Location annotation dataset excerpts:

= = = =

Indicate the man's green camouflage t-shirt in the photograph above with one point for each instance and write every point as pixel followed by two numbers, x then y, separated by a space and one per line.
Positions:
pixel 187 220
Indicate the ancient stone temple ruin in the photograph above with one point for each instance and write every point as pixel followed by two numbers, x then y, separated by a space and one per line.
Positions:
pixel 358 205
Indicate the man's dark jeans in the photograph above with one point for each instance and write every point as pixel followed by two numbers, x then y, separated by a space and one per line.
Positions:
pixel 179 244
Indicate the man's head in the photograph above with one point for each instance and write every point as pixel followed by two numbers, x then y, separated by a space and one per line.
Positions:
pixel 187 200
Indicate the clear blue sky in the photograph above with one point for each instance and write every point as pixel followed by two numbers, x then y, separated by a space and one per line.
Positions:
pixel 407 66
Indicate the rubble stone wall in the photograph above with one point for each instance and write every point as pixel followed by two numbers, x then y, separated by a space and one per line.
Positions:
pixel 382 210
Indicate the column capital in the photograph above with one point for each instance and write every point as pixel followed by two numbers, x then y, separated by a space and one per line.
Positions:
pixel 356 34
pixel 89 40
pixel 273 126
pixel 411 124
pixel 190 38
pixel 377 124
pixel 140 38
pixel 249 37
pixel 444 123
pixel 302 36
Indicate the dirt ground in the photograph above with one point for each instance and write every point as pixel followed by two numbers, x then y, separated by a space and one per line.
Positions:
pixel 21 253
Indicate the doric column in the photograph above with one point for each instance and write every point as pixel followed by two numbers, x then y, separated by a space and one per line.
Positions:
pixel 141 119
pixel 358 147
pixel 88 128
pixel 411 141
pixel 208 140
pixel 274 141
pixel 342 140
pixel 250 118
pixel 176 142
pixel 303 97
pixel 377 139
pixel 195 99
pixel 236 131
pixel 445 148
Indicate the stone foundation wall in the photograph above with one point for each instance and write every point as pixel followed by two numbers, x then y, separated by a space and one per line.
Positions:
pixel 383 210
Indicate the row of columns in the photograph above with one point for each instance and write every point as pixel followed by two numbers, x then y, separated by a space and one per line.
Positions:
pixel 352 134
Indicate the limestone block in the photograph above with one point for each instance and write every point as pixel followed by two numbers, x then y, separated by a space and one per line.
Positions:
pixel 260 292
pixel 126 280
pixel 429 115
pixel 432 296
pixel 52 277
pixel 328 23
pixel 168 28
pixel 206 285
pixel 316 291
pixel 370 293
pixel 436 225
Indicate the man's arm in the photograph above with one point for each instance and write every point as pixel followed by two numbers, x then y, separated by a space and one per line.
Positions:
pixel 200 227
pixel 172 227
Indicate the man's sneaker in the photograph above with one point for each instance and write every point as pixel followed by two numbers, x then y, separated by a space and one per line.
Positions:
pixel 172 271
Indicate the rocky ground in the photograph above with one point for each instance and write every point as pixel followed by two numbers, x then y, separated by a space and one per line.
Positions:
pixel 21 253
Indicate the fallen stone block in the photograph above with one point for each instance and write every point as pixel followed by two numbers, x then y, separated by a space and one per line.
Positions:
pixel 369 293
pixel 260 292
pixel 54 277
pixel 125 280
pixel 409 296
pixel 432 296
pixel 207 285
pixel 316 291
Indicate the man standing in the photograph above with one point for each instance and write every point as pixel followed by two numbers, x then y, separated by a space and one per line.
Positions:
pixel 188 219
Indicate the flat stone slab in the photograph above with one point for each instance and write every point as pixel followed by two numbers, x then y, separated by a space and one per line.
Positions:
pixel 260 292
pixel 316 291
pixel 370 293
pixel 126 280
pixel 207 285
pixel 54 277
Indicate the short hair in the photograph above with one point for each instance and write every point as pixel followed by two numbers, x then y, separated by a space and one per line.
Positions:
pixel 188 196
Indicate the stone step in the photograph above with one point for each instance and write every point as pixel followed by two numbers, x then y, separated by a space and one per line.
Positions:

= = = =

● **REQUEST**: Write out all of the entries above again, word for word and unchanged.

● **RIGHT ANSWER**:
Indicate the man's green camouflage t-shirt in the photograph above with one point for each instance and write every point as pixel followed by two numbers, x then y, separated by a space and one per line.
Positions:
pixel 187 220
Indicate the ancient stone temple ruin in the photograph above with one point for each instance and write every point as pixel followed by two numbers, x then y, separated by a space and one per line.
Positions:
pixel 358 205
Indicate the man's dark jeans in the photograph above with one point for each instance and write every point as pixel followed by two numbers, x then y, separated by a space and one per line.
Positions:
pixel 179 244
Indicate the man's head in the photograph above with one point for each instance and write every point as pixel followed by two numbers, x then y, separated by a space and one per line.
Positions:
pixel 187 200
Indicate the clear blue sky in the photograph above with one point for each instance and write every point as pixel followed by two numbers, x then y, separated by a space and one per line.
Positions:
pixel 407 66
Indicate the rubble stone wall in the photograph above with one point for each instance and write every point as pixel followed by two numbers, x then y, separated by a space and one per line.
Positions:
pixel 382 210
Indicate the column capital in the photograph above with one point for each instance and write every point as pixel followed by two numbers, x then y, separated by a space and one per line.
Positions:
pixel 356 34
pixel 89 40
pixel 273 126
pixel 411 124
pixel 190 38
pixel 377 124
pixel 140 38
pixel 249 37
pixel 444 123
pixel 302 36
Indicate the dirt ground in the photograph above with one point for each instance and write every point as pixel followed by two numbers, x then y, separated by a space and one per line.
Positions:
pixel 21 253
Indicate the doric column in the photograph above with one point for each instance and write every point as pixel followed by two numbers, x then y, separated by a space and one per line.
Positions:
pixel 141 119
pixel 358 147
pixel 88 128
pixel 411 141
pixel 208 140
pixel 274 141
pixel 342 140
pixel 250 118
pixel 176 142
pixel 303 97
pixel 377 139
pixel 195 99
pixel 236 131
pixel 445 148
Indicate the stone foundation wall in the photograph above with one point for each instance and write every point as pixel followed by two numbers, x then y, separated by a space and one per line.
Positions:
pixel 383 210
Indicate the row of columns in the photograph above with one point for each instance and write every point as pixel followed by two numbers, x then y, separated by a space and one per line.
Positions:
pixel 352 134
Indicate the limestone block in the photograph above with one point for each instance and write every point as pixel followed by two numbers, x then y, separated by a space and one per line.
Positions:
pixel 260 292
pixel 126 280
pixel 429 115
pixel 432 296
pixel 52 277
pixel 328 23
pixel 168 28
pixel 206 285
pixel 316 291
pixel 370 293
pixel 436 225
Indicate the man's arm in the photograph above with one point for each instance and write every point as pixel followed by two numbers, x then y, separated by a space and one per line.
Positions:
pixel 200 227
pixel 172 227
Indicate the man's sneaker in the photograph above with one point for each instance and write every point as pixel followed by two numbers, x then y, separated by a space and one per line.
Positions:
pixel 172 271
Indicate the rocky ground in the photograph above with one point for each instance and write every point as pixel followed by two numbers, x then y, separated by a space and one per line.
Positions:
pixel 21 253
Indicate the fallen stone block in the photograph above with one point for each instance and write every point as pixel followed by two numbers, x then y, separated by a space and one per line.
Positions:
pixel 369 293
pixel 260 292
pixel 54 277
pixel 125 280
pixel 409 296
pixel 432 296
pixel 207 285
pixel 316 291
Indicate the man standing in the photograph above with one point for each instance and write every point as pixel followed by two numbers, x then y, separated by a space and one per line.
Positions:
pixel 188 219
Indicate the flat stone slab in the photograph above with one point for each instance and write every point as pixel followed by two numbers, x then y, separated by a space and one per line.
Positions:
pixel 260 292
pixel 316 291
pixel 370 293
pixel 126 280
pixel 207 285
pixel 54 277
Indicate the short hair in the photograph above with one point for each instance and write every point as pixel followed by two numbers, x then y, separated by a space and one per line.
Positions:
pixel 188 196
Indicate the stone step in the photograph above with one point for each instance and write every point as pixel followed by two numbers, x then y, separated by a space and one per line.
Positions:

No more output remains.